Stars go kaboom, spilling cosmic secrets
Astronomers hope type 1a supernovas will help in quest to explain dark energy
By Ron Cowen
At least once a second, a dim, elderly star somewhere in the cosmos turns into a thermonuclear bomb. Briefly outshining its home galaxy, the explosion, known as a type 1a supernova, unleashes the equivalent of 1028 megatons of TNT — enough energy to destroy an entire solar system.
Astronomers have marveled at these cosmic firecrackers for centuries. But so far nobody has explained in detail how these supernovas explode. Now, theorists are on the verge of attaining that understanding — and just in time, because astronomers are observing type 1a supernovas with a new urgency. In fact, the story these stars have to tell is a matter of cosmic life and death.
When astronomer Robert Kirshner, now at Harvard University, first began observing these cataclysmic explosions in 1972, it didn’t matter that no one understood how they happen. A lack of knowledge about the explosion process didn’t stop Kirshner and his colleagues, along with another team, from using type 1a supernovas to discover in 1998 that a mysterious entity, later dubbed dark energy, is accelerating the expansion of the universe (SN: 2/2/08, p. 74). But today, ignorance about type 1a supernovas is no longer bliss, say Kirshner and other astronomers. Researchers now are not only relying on supernovas as distance markers to deduce the presence of dark energy, but also to unveil its character.
_ _ _ _ _
TASKS TO COMPLETE:
1 > Answer these questions about the article on type 1a supernovas:
(a) How often does a dim, elderly star somewhere in the cosmos turn into a thermonuclear bomb?
(b) In what year did Robert Kirshner first begin observing these explosions?
(c) What did Kirshner's group and another team discover in 1998 using type 1a supernovas?
2 > Extend the article on type 1a supernovas with the next few paragraphs, picking up after its final sentence.

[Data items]
_ _ _ _ _
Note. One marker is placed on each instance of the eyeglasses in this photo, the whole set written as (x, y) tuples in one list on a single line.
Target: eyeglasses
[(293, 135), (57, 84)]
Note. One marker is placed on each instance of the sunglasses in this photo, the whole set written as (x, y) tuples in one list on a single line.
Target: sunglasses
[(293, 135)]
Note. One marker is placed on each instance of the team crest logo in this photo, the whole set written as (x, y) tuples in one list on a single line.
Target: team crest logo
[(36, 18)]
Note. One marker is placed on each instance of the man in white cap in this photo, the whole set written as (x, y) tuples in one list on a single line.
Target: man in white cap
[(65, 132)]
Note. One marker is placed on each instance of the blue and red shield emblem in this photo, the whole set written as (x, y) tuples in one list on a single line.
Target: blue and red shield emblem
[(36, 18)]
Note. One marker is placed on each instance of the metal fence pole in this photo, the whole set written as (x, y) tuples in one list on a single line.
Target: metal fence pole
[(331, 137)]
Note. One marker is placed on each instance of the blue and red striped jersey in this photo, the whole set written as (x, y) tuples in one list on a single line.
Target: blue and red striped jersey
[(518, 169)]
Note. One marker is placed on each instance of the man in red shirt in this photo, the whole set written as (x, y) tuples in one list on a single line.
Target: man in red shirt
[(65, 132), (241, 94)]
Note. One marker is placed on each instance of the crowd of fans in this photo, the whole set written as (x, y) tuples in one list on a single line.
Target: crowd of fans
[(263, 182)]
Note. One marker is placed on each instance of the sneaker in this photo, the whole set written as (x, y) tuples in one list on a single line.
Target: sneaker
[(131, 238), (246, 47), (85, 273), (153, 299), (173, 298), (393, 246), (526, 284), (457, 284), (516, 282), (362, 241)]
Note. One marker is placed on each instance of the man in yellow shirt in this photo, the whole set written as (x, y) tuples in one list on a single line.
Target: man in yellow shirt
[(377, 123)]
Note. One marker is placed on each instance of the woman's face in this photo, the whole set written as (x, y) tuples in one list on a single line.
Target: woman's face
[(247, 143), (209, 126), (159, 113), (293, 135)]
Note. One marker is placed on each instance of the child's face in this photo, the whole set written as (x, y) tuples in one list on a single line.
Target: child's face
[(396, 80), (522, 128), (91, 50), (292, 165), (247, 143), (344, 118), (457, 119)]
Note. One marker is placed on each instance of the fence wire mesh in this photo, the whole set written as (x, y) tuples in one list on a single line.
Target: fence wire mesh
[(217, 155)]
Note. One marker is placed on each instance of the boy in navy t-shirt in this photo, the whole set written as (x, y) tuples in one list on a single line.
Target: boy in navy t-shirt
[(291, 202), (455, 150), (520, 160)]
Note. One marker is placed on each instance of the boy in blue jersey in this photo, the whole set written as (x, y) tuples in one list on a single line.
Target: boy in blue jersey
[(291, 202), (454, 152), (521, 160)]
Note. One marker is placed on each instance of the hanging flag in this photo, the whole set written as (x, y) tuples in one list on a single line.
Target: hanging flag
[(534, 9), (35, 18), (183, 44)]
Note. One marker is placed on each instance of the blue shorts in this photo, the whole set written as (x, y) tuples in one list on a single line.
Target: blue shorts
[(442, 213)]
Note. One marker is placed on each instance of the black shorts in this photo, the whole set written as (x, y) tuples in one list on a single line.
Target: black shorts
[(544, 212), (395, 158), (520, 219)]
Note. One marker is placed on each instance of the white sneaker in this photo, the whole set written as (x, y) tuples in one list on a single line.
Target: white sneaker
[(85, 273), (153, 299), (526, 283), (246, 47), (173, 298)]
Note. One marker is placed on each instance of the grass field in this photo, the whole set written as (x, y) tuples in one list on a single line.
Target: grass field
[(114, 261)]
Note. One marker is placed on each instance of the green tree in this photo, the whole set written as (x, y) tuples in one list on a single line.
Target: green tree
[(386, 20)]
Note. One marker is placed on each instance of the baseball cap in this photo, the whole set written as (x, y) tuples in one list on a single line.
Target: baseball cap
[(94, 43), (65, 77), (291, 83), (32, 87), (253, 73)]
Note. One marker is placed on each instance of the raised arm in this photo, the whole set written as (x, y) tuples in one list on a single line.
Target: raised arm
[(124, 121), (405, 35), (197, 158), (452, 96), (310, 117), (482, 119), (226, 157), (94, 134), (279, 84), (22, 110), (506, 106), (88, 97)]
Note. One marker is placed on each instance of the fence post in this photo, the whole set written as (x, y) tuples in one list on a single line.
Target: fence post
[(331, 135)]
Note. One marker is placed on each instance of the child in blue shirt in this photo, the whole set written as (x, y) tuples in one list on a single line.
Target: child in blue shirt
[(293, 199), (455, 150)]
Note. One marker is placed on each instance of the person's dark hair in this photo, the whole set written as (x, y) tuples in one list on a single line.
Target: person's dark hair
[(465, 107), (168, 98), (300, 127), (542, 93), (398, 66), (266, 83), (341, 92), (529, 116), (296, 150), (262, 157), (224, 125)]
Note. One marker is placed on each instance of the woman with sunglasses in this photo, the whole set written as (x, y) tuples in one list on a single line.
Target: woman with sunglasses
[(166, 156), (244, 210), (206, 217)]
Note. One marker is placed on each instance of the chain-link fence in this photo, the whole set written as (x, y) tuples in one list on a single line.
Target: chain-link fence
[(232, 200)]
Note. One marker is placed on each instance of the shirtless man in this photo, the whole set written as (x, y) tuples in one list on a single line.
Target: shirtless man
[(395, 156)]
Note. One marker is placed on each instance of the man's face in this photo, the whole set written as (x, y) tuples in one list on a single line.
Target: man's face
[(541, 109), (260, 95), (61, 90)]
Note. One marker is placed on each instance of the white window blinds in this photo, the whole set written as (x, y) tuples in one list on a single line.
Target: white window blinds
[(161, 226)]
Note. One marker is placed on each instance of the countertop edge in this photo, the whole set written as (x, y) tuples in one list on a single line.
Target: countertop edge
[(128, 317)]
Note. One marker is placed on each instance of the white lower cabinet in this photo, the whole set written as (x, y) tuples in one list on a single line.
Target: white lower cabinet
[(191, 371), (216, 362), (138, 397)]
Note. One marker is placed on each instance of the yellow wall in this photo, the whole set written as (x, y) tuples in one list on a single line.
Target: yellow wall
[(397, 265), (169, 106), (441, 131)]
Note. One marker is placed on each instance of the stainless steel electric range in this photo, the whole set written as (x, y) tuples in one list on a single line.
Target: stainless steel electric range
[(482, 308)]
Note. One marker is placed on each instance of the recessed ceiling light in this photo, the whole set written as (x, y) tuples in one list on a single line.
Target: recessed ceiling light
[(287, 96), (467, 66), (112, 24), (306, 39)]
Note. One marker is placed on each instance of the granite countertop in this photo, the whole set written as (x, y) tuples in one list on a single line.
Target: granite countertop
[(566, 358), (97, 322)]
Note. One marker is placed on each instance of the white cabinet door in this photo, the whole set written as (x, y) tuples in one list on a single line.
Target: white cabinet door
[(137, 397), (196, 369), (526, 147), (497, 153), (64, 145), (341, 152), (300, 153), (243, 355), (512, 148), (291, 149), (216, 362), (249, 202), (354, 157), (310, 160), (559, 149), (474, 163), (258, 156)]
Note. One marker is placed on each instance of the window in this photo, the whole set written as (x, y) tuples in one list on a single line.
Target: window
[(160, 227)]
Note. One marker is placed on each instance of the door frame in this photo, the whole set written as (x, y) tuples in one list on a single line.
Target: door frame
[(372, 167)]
_ _ _ _ _
OUTPUTS IN ORDER:
1 >
(a) At least once a second.
(b) 1972.
(c) That a mysterious entity, later dubbed dark energy, is accelerating the expansion of the universe.

2 >
One of the deepest mysteries in all of physics and astronomy, the nature of dark energy determines the fate of the universe. If its density across the universe increases over time, the cosmos will end in a Big Rip, with every atom torn asunder. If it somehow vanishes, cosmic expansion will continue but at a slower rate. And if its strength remains fixed in time, akin to the cosmological constant that Einstein inserted into his equations of general relativity, every galaxy will someday become its own island universe.
To determine whether dark energy varies or remains the same throughout time, astronomers need to measure its equation of state, defined as the ratio of its density to its pressure. And to measure the equation of state at different epochs in the universe, researchers urgently need more detailed information on type 1a supernovas, says Don Lamb of the University of Chicago.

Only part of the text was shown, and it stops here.